*Records supplied:*
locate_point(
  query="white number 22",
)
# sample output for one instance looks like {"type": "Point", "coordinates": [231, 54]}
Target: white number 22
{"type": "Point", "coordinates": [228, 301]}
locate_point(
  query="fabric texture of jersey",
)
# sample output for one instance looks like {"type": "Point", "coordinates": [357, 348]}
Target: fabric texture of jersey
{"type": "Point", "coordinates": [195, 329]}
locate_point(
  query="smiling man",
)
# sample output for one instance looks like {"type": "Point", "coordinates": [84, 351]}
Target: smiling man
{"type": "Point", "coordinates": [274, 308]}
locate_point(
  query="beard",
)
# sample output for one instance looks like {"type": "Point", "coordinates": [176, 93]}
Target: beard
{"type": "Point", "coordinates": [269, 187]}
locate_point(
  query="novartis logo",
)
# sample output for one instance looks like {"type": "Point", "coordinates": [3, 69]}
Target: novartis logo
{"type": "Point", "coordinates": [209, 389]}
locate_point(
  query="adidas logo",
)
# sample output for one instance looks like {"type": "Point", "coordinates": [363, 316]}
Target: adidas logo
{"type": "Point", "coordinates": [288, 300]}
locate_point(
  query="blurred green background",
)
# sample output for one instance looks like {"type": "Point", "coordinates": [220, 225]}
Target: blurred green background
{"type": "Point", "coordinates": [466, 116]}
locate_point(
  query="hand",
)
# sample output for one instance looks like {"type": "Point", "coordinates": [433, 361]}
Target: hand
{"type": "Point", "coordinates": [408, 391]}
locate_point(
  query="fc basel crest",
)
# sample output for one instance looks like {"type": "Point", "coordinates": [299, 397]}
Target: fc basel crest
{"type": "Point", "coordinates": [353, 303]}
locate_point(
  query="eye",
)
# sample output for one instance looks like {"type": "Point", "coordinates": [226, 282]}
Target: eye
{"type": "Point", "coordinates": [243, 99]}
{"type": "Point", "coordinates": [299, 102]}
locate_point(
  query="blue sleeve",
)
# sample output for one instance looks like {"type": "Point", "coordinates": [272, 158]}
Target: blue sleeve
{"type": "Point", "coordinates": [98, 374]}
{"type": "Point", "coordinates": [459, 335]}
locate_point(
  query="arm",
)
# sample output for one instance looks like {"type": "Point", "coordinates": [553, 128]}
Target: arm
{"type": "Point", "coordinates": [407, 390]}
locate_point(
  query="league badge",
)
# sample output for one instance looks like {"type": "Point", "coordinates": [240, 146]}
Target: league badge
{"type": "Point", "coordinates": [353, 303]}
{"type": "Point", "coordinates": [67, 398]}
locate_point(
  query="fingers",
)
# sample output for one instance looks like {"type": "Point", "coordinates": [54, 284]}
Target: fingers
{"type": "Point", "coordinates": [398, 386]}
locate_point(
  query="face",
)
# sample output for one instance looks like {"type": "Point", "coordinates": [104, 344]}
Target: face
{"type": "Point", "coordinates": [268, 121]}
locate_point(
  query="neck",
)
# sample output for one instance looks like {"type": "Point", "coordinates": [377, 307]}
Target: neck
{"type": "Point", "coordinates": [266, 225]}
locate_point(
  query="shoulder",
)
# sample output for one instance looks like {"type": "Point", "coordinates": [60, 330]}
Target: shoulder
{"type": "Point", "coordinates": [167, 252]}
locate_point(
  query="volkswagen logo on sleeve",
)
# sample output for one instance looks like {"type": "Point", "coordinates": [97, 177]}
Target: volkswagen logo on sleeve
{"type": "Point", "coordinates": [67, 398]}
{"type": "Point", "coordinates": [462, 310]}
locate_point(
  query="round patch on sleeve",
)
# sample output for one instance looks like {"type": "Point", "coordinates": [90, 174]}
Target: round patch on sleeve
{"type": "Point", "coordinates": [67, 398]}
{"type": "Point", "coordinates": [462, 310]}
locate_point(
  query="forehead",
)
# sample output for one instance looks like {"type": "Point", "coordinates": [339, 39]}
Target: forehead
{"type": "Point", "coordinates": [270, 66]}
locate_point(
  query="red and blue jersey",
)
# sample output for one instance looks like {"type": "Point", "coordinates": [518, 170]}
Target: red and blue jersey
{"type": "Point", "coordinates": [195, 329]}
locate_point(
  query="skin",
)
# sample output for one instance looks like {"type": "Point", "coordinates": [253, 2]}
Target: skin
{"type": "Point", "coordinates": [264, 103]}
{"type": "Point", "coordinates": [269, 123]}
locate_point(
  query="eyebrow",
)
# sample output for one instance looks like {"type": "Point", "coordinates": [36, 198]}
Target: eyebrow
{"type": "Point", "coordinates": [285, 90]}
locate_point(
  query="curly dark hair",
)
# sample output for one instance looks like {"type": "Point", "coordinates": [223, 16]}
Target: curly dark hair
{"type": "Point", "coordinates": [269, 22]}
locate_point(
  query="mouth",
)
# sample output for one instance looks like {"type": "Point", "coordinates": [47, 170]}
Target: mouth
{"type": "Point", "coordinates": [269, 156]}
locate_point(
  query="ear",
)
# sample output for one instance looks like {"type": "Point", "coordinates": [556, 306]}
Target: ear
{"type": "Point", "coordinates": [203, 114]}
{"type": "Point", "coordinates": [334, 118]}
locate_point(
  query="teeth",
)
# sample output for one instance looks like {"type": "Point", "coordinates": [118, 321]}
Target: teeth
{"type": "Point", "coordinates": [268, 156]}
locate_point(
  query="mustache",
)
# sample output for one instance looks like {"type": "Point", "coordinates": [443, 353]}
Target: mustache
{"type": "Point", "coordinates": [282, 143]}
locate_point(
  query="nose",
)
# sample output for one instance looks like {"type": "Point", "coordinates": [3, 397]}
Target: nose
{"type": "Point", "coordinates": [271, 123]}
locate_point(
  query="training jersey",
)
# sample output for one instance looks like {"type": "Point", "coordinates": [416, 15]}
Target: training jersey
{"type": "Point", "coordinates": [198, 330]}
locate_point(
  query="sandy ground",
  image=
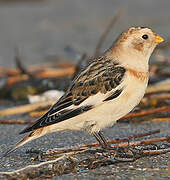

*Your task:* Apart from the images, please copy every line of the data exactly as written.

*Written answer:*
locate_point(
  query="white number 22",
)
# sample output for one instance looks like {"type": "Point", "coordinates": [231, 54]}
Target: white number 22
{"type": "Point", "coordinates": [228, 301]}
locate_point(
  query="fabric texture of jersey",
)
# sample output for one instance looks like {"type": "Point", "coordinates": [357, 348]}
Target: fabric texture of jersey
{"type": "Point", "coordinates": [195, 329]}
locate_point(
  query="smiling man",
)
# sample output for one instance looks like {"type": "Point", "coordinates": [84, 351]}
Target: smiling man
{"type": "Point", "coordinates": [274, 308]}
locate_point(
  query="beard",
)
# sample output for one instance looks like {"type": "Point", "coordinates": [176, 93]}
Target: beard
{"type": "Point", "coordinates": [269, 187]}
locate_point(
  query="novartis logo",
)
# sample output for one instance looks like {"type": "Point", "coordinates": [3, 69]}
Target: novartis logo
{"type": "Point", "coordinates": [209, 389]}
locate_point(
  query="adidas logo",
)
# sample output for one instance looks like {"type": "Point", "coordinates": [363, 316]}
Target: adidas logo
{"type": "Point", "coordinates": [288, 300]}
locate_point(
  query="blurred green background",
)
# sample output for one instance looks like {"type": "Point", "coordinates": [220, 225]}
Target: blurred green background
{"type": "Point", "coordinates": [466, 116]}
locate_point(
  query="hand",
)
# sample output for one instance looks like {"type": "Point", "coordinates": [433, 361]}
Target: hand
{"type": "Point", "coordinates": [408, 391]}
locate_point(
  query="fc basel crest",
)
# sample output for one instance looks like {"type": "Point", "coordinates": [299, 397]}
Target: fc basel crest
{"type": "Point", "coordinates": [353, 303]}
locate_point(
  query="eye",
)
# sample output for one instance looks like {"type": "Point", "coordinates": [226, 282]}
Target: eye
{"type": "Point", "coordinates": [243, 99]}
{"type": "Point", "coordinates": [299, 102]}
locate_point(
  query="blue sleeve",
)
# sample output for one instance looks like {"type": "Point", "coordinates": [272, 158]}
Target: blue sleeve
{"type": "Point", "coordinates": [98, 374]}
{"type": "Point", "coordinates": [459, 335]}
locate_point(
  query="arm",
)
# sample output for one instance looks like {"type": "Point", "coordinates": [553, 128]}
Target: arm
{"type": "Point", "coordinates": [407, 390]}
locate_point(
  query="league badge",
)
# sample output for one instance looks like {"type": "Point", "coordinates": [240, 146]}
Target: league badge
{"type": "Point", "coordinates": [353, 303]}
{"type": "Point", "coordinates": [67, 398]}
locate_point(
  query="fingers",
)
# sample output for one instance looks like {"type": "Point", "coordinates": [54, 284]}
Target: fingers
{"type": "Point", "coordinates": [398, 386]}
locate_point(
  query="face",
)
# sample output for one instance looks like {"type": "Point", "coordinates": [104, 344]}
Target: face
{"type": "Point", "coordinates": [268, 121]}
locate_point(
  query="neck",
)
# sample output for one instance looks like {"type": "Point", "coordinates": [377, 307]}
Target: neck
{"type": "Point", "coordinates": [266, 225]}
locate_point(
  query="shoulder",
)
# sample output for one instance looks like {"type": "Point", "coordinates": [60, 330]}
Target: shoulder
{"type": "Point", "coordinates": [167, 252]}
locate_point(
  query="volkswagen logo on sleeve",
)
# sample output for one instance looks like {"type": "Point", "coordinates": [97, 177]}
Target: volkswagen logo on sleeve
{"type": "Point", "coordinates": [67, 398]}
{"type": "Point", "coordinates": [462, 310]}
locate_point(
  query="round patch on sleeve",
)
# sample output for one instance looks like {"type": "Point", "coordinates": [90, 174]}
Target: round patch on sleeve
{"type": "Point", "coordinates": [67, 398]}
{"type": "Point", "coordinates": [462, 310]}
locate_point(
  query="forehead",
)
# sample output for one instance looks like {"type": "Point", "coordinates": [339, 39]}
Target: forehead
{"type": "Point", "coordinates": [270, 66]}
locate_point(
  query="red and blue jersey",
)
# sample output for one instance looks like {"type": "Point", "coordinates": [518, 170]}
Target: red and blue jersey
{"type": "Point", "coordinates": [195, 329]}
locate_point(
  query="skin",
)
# sample output for one instance looks like {"type": "Point", "coordinates": [253, 2]}
Target: skin
{"type": "Point", "coordinates": [264, 103]}
{"type": "Point", "coordinates": [269, 123]}
locate_point(
  query="eyebrow",
)
# sample output for one instance looks like {"type": "Point", "coordinates": [36, 198]}
Target: eyebrow
{"type": "Point", "coordinates": [285, 90]}
locate_point(
  query="curly dark hair",
)
# sample output for one instance looks like {"type": "Point", "coordinates": [223, 16]}
Target: curly dark hair
{"type": "Point", "coordinates": [269, 22]}
locate_point(
  query="mouth",
)
# sample output for one instance looks like {"type": "Point", "coordinates": [47, 170]}
Target: mouth
{"type": "Point", "coordinates": [269, 156]}
locate_point(
  query="ear",
)
# sample output for one instance looks like {"type": "Point", "coordinates": [556, 306]}
Target: ear
{"type": "Point", "coordinates": [203, 114]}
{"type": "Point", "coordinates": [334, 118]}
locate_point(
  query="teeth",
)
# sample output for one instance looks like {"type": "Point", "coordinates": [118, 321]}
Target: teeth
{"type": "Point", "coordinates": [268, 156]}
locate_point(
  query="mustache",
)
# sample output for one instance looks like {"type": "Point", "coordinates": [443, 353]}
Target: mustache
{"type": "Point", "coordinates": [282, 143]}
locate_point(
  query="nose",
)
# sample output for one instance looks like {"type": "Point", "coordinates": [3, 397]}
Target: nose
{"type": "Point", "coordinates": [271, 123]}
locate_point(
  query="training jersey",
)
# sample output for one instance looks like {"type": "Point", "coordinates": [416, 15]}
Target: training jersey
{"type": "Point", "coordinates": [198, 330]}
locate_point(
  query="sandy ground",
  image=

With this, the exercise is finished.